- [Exercise instructions]: Rewrite the entries as a Markdown table with the columns "No." and "Line", numbering each row and leaving out blank lines. Begin at the line that has "361, row 30." and stop after the line that has "column 98, row 132".

— BEGIN —

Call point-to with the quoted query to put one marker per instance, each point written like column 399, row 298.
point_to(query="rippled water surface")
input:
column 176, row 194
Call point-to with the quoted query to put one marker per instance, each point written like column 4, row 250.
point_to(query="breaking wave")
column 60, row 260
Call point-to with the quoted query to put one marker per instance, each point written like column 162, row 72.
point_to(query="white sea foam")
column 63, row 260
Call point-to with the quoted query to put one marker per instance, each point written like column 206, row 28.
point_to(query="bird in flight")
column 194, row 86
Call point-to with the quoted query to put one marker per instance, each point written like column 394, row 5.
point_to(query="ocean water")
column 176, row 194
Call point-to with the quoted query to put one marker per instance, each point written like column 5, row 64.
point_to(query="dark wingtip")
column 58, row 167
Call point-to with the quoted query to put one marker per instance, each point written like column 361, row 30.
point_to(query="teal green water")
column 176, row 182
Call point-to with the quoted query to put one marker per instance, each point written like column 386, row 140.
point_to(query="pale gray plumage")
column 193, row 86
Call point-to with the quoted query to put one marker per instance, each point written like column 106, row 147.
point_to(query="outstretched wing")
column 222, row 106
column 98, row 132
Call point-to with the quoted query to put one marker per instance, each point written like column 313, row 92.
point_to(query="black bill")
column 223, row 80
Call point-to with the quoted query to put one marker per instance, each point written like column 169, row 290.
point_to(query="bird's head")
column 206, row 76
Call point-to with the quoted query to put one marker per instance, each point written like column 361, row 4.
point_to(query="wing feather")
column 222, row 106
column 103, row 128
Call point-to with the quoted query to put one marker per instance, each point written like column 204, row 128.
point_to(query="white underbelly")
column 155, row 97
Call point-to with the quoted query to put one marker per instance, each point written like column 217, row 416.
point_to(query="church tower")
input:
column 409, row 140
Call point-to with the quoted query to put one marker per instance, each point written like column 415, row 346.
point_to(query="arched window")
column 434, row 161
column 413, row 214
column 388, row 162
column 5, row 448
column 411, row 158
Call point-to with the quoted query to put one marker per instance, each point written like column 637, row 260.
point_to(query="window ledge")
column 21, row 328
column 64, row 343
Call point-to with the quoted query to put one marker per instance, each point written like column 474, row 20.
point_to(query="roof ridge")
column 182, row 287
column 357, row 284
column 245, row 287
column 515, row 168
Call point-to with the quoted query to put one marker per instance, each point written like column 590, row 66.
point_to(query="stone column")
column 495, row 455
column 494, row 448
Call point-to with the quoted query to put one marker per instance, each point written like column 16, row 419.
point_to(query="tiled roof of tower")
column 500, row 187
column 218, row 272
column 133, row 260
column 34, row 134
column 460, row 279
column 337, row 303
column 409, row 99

— END —

- [The output]:
| No. | Line |
|---|---|
| 1 | Call point-to with the quoted query to put one marker per instance, each point written like column 361, row 30. |
| 2 | point_to(query="teal green water") |
| 3 | column 176, row 182 |
| 4 | Call point-to with the quoted query to put one marker per instance, each point written like column 386, row 140. |
| 5 | point_to(query="pale gray plumage") |
| 6 | column 193, row 86 |
| 7 | Call point-to with the quoted query to put one marker per instance, each point written like column 106, row 147. |
| 8 | point_to(query="outstretched wing") |
| 9 | column 222, row 106 |
| 10 | column 98, row 132 |